Exercise
Every entry that follows needs to be repeated exactly.
^^^^^^^^^^^^^^^^
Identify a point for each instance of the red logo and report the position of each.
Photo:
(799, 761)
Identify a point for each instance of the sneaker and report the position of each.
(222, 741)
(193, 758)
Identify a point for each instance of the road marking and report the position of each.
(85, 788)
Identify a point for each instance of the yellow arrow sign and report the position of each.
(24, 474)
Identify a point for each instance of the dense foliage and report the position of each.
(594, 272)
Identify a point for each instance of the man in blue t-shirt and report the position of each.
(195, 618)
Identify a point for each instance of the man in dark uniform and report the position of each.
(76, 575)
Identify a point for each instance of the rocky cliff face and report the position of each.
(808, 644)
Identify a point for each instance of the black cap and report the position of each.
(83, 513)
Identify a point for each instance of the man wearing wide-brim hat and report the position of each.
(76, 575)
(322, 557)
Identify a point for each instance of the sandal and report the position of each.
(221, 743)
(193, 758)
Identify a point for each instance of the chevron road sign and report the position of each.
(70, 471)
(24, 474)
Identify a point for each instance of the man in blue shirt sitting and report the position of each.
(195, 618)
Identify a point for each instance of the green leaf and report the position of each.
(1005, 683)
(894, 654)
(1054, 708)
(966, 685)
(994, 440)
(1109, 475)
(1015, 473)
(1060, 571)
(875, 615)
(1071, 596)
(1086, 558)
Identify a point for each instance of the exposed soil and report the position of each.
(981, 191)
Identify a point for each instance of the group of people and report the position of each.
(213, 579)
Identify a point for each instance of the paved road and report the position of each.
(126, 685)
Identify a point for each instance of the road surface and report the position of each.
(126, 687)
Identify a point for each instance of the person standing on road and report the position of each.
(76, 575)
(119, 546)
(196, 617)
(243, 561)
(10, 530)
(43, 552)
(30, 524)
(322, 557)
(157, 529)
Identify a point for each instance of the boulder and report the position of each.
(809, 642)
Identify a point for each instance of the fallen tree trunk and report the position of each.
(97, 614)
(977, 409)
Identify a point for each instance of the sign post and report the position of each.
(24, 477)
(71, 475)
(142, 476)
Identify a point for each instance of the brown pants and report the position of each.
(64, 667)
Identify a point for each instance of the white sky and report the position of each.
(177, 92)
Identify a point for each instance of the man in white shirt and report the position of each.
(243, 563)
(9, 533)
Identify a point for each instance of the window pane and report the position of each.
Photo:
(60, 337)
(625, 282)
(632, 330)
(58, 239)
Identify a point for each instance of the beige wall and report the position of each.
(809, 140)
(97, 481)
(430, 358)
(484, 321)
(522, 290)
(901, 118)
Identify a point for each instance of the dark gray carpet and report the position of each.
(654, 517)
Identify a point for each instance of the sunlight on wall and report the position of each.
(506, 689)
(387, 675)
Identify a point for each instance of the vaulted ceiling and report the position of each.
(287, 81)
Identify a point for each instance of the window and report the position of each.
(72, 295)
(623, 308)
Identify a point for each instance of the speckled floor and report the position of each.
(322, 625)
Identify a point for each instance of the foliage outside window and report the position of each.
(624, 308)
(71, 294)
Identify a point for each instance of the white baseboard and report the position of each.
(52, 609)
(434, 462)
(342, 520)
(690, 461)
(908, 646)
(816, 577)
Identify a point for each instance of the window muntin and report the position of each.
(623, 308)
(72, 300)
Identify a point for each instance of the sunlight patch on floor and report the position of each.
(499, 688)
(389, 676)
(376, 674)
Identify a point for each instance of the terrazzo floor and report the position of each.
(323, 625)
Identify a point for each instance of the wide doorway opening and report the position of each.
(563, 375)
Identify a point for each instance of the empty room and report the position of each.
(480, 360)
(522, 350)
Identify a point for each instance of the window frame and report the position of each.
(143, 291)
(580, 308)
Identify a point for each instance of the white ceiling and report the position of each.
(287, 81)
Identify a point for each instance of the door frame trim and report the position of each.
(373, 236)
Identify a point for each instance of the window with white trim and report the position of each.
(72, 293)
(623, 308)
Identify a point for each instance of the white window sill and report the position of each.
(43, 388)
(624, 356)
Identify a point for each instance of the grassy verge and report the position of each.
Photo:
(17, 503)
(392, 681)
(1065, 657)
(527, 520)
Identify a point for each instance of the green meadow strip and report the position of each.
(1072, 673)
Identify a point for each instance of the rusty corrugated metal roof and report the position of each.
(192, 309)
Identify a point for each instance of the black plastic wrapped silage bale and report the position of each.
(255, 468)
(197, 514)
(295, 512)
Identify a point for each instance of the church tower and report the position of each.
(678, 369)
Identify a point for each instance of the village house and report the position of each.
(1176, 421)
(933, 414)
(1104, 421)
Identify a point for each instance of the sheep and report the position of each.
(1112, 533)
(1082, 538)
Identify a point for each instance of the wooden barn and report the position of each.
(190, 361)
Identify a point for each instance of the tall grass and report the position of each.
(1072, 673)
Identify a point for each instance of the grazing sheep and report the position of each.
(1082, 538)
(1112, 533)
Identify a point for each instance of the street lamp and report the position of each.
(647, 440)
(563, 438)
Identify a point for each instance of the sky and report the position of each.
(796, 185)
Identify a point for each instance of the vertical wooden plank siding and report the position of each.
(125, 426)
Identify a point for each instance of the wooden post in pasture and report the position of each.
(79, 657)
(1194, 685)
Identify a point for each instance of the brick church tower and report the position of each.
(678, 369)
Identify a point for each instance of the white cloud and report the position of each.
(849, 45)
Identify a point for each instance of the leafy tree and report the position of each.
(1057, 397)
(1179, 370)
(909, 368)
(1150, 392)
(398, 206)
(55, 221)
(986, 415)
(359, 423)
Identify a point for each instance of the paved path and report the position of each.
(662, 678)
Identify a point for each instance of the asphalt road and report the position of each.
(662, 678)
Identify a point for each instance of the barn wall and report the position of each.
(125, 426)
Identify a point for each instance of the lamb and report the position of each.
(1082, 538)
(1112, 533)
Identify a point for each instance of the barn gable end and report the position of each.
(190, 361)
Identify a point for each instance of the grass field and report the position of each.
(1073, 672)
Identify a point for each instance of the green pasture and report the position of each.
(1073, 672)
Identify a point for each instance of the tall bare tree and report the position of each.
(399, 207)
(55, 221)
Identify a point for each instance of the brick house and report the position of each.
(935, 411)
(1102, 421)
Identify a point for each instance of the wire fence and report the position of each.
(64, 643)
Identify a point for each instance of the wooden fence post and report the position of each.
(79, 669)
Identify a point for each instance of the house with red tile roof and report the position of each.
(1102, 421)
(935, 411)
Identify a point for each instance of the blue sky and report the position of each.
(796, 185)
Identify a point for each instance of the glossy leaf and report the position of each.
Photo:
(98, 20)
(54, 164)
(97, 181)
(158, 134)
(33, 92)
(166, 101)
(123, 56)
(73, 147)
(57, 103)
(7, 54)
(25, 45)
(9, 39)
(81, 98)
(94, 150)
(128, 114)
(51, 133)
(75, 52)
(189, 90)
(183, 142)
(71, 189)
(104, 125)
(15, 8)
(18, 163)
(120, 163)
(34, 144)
^^^^^^^^^^^^^^^^
Written response
Identify a point for each instance of the red logo and report the position of each.
Photo:
(799, 761)
Identify a point for each instance of the sneaker and report the position of each.
(222, 741)
(193, 758)
Identify a point for each instance of the road marking and report the position of each.
(85, 788)
Identify a point for each instance of the yellow arrow sign and report the position of each.
(24, 474)
Identify a point for each instance of the dense foliage and report the position of each.
(594, 272)
Identify a point for each instance of the man in blue t-shirt and report the position of each.
(195, 618)
Identify a point for each instance of the man in dark uniform and report the position of each.
(76, 575)
Identify a point for each instance of the rocky cliff face and report the position of each.
(808, 644)
Identify a point for each instance of the black cap and report the position of each.
(83, 513)
Identify a point for each instance of the man wearing wide-brim hat and report the position of each.
(76, 575)
(322, 557)
Identify a point for each instance of the sandal and report the position of each.
(221, 743)
(193, 758)
Identify a point for each instance of the chevron road sign and report the position of each.
(70, 471)
(24, 474)
Identify a point for each instance of the man in blue shirt sitting and report the position of each.
(195, 618)
Identify a point for each instance of the green leaf and report the position of each.
(1005, 683)
(894, 654)
(1054, 708)
(966, 685)
(994, 440)
(1109, 475)
(1015, 473)
(1060, 571)
(875, 615)
(1071, 596)
(1086, 558)
Identify a point for each instance of the exposed soil and report the position of each.
(981, 191)
Identify a point for each instance of the group of people and report the position of each.
(213, 579)
Identify a point for each instance of the paved road and report the position of each.
(126, 685)
Identify a point for each instance of the road surface and report the position of each.
(126, 687)
Identify a point for each instance of the person standing on road and report the position of each.
(76, 575)
(119, 546)
(196, 617)
(243, 561)
(10, 530)
(43, 552)
(30, 524)
(322, 557)
(157, 529)
Identify a point for each instance of the boulder and report the position of each.
(809, 642)
Identify a point for each instance of the fallen tree trunk and report the position of each.
(97, 614)
(977, 409)
Identify a point for each instance of the sign post and report the position of each.
(24, 477)
(71, 475)
(142, 476)
Identify a point for each instance of the brown pants and report the position of each.
(64, 667)
Identify a point for each instance of the white sky and report the position of each.
(177, 92)
Identify a point for each instance of the man in white shirt and report the position of each.
(243, 563)
(9, 533)
Identify a point for each instance of the window pane and report the position of each.
Photo:
(60, 337)
(625, 282)
(632, 330)
(58, 239)
Identify a point for each instance of the beige wall and report the position of each.
(809, 140)
(97, 481)
(430, 358)
(484, 321)
(522, 290)
(901, 118)
Identify a point for each instance of the dark gray carpet and report the position of each.
(654, 517)
Identify a point for each instance of the sunlight on wall and report the position of each.
(506, 689)
(387, 675)
Identify a point for each instance of the vaulted ceiling and report the position of each.
(287, 81)
Identify a point for each instance of the window and report the position of each.
(72, 295)
(623, 308)
Identify a point for each instance of the speckled floor and report the position of each.
(322, 625)
Identify a point for each instance of the foliage outside window and report the position of each.
(624, 308)
(71, 294)
Identify a point for each instance of the white baseboard and report the position of each.
(52, 609)
(434, 462)
(342, 520)
(690, 461)
(908, 646)
(816, 577)
Identify a point for each instance of the window muntin and report the position of each.
(623, 308)
(72, 300)
Identify a point for each instance of the sunlight patch on floor and report the position of each.
(499, 688)
(389, 676)
(376, 674)
Identify a point for each instance of the terrazzo floor and report the position of each.
(323, 625)
Identify a point for each instance of the wide doorway opening and report the position of each.
(563, 375)
Identify a point for each instance of the empty room and report the position of each.
(480, 360)
(522, 350)
Identify a point for each instance of the window frame and report the position of each.
(143, 291)
(580, 308)
Identify a point for each instance of the white ceiling and report the position of each.
(287, 81)
Identify a point for each instance of the door frame trim and report the position of each.
(373, 236)
Identify a point for each instance of the window with white trim and report the position of each.
(72, 293)
(623, 308)
Identify a point for each instance of the white window sill and report the position of each.
(43, 388)
(624, 356)
Identify a point for each instance of the grassy verge and report the position of each.
Photo:
(17, 503)
(392, 681)
(1065, 657)
(527, 520)
Identify a point for each instance of the green meadow strip and report the position of each.
(1072, 673)
Identify a point for each instance of the rusty corrugated metal roof and report the position of each.
(192, 309)
Identify a point for each instance of the black plastic wrapped silage bale and report the position of each.
(255, 468)
(197, 514)
(295, 512)
Identify a point for each instance of the church tower and report the position of each.
(678, 369)
Identify a point for each instance of the village house and report the position of each.
(1176, 421)
(933, 414)
(1104, 421)
Identify a point for each instance of the sheep and report the position of each.
(1112, 533)
(1082, 538)
Identify a point for each instance of the wooden barn and report the position of each.
(190, 361)
Identify a point for each instance of the tall grass and report the position of each.
(1072, 673)
Identify a point for each instance of the grazing sheep and report the position of each.
(1082, 538)
(1112, 533)
Identify a point for each instance of the street lamp and report the position of each.
(647, 440)
(563, 438)
Identify a point for each instance of the sky and report the position of each.
(796, 185)
Identify a point for each instance of the vertical wooden plank siding and report the position of each.
(125, 426)
Identify a point for each instance of the wooden post in pasture and report the position of each.
(79, 657)
(1194, 685)
Identify a point for each instance of the brick church tower and report the position of each.
(678, 369)
Identify a point for each instance of the white cloud and report the position of each.
(849, 45)
Identify a point for each instance of the leafy tree and report the position of each.
(1057, 397)
(1179, 370)
(909, 368)
(1150, 392)
(398, 206)
(55, 221)
(986, 415)
(359, 423)
Identify a point for each instance of the paved path and report the position of each.
(662, 678)
Identify a point for each instance of the asphalt road and report the position of each.
(662, 678)
Identify a point for each instance of the barn wall and report the position of each.
(125, 426)
Identify a point for each instance of the lamb and report the position of each.
(1082, 538)
(1112, 533)
Identify a point for each instance of the barn gable end and report the position of each.
(190, 361)
Identify a point for each instance of the grass field and report the position of each.
(1073, 672)
Identify a point for each instance of the green pasture and report the position of each.
(1073, 672)
Identify a point for each instance of the tall bare tree and report the position of each.
(399, 207)
(55, 221)
Identify a point for each instance of the brick house and report the position of each.
(935, 411)
(1102, 421)
Identify a point for each instance of the wire fence and report the position of each.
(64, 643)
Identify a point for each instance of the wooden fence post and report the position of each.
(79, 669)
Identify a point for each instance of the house with red tile roof and report the position of each.
(1102, 421)
(935, 411)
Identify a point for each instance of the blue sky and report the position of each.
(796, 185)
Identify a point for each instance of the glossy leaf and report the position of each.
Photo:
(98, 20)
(54, 164)
(97, 181)
(158, 134)
(33, 92)
(166, 101)
(123, 56)
(73, 147)
(57, 103)
(7, 54)
(25, 45)
(9, 39)
(81, 98)
(94, 150)
(128, 114)
(51, 133)
(75, 52)
(189, 90)
(183, 142)
(71, 189)
(104, 125)
(15, 8)
(18, 163)
(120, 163)
(34, 144)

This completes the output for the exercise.